» **EXERCISE GOAL**
Copy out the lines that start at the one containing "point: aircraft underbelly" and end with the last of the records, keeping every character unchanged.

(Records from a point labeling set)
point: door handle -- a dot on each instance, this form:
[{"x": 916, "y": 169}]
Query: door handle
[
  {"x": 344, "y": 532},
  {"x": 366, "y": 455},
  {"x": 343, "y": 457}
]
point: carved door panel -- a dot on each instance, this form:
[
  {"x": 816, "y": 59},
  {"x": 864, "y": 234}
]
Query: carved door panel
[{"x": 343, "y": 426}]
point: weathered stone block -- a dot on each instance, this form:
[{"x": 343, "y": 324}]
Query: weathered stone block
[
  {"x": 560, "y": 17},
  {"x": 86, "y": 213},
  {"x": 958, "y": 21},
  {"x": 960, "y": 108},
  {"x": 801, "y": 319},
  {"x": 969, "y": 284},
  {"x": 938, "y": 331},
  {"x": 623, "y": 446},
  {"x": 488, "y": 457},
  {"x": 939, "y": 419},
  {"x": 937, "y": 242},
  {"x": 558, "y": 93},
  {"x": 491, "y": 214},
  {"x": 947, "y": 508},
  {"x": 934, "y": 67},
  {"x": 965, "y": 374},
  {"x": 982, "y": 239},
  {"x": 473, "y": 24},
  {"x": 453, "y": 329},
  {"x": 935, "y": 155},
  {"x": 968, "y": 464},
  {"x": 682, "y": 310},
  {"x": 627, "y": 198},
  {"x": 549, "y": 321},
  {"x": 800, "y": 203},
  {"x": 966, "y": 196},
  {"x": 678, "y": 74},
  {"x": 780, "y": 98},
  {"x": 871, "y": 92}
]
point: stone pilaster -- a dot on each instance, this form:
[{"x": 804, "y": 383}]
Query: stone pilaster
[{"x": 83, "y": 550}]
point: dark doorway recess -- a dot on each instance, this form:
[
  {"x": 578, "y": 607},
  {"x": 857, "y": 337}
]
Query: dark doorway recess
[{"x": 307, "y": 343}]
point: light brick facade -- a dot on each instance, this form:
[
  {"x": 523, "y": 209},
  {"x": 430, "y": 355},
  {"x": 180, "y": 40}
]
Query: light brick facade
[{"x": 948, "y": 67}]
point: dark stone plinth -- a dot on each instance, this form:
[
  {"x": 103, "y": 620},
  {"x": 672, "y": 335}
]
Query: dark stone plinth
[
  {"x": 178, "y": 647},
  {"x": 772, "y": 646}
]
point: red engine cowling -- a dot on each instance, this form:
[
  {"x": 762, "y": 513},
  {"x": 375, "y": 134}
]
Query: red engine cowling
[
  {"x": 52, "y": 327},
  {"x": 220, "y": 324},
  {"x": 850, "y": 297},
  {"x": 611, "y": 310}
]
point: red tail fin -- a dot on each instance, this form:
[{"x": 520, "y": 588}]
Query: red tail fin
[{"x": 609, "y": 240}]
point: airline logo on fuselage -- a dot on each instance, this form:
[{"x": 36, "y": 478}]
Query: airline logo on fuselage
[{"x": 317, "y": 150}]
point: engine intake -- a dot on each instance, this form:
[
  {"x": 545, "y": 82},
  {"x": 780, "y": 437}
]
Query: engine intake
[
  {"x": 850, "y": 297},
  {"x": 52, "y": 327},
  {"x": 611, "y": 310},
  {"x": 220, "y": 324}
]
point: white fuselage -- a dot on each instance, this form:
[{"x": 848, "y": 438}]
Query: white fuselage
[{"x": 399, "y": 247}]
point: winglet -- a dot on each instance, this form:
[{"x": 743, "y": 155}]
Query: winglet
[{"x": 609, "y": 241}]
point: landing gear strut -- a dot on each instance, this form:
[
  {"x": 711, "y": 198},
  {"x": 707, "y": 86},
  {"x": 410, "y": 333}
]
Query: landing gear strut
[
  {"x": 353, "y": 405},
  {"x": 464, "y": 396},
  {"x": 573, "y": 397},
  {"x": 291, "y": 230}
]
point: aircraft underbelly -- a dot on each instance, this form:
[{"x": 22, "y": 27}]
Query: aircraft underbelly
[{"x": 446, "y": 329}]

» **RESPONSE TO THE EXERCISE**
point: aircraft underbelly -- a dot on each instance, this form:
[{"x": 22, "y": 27}]
Query: aircraft underbelly
[{"x": 446, "y": 329}]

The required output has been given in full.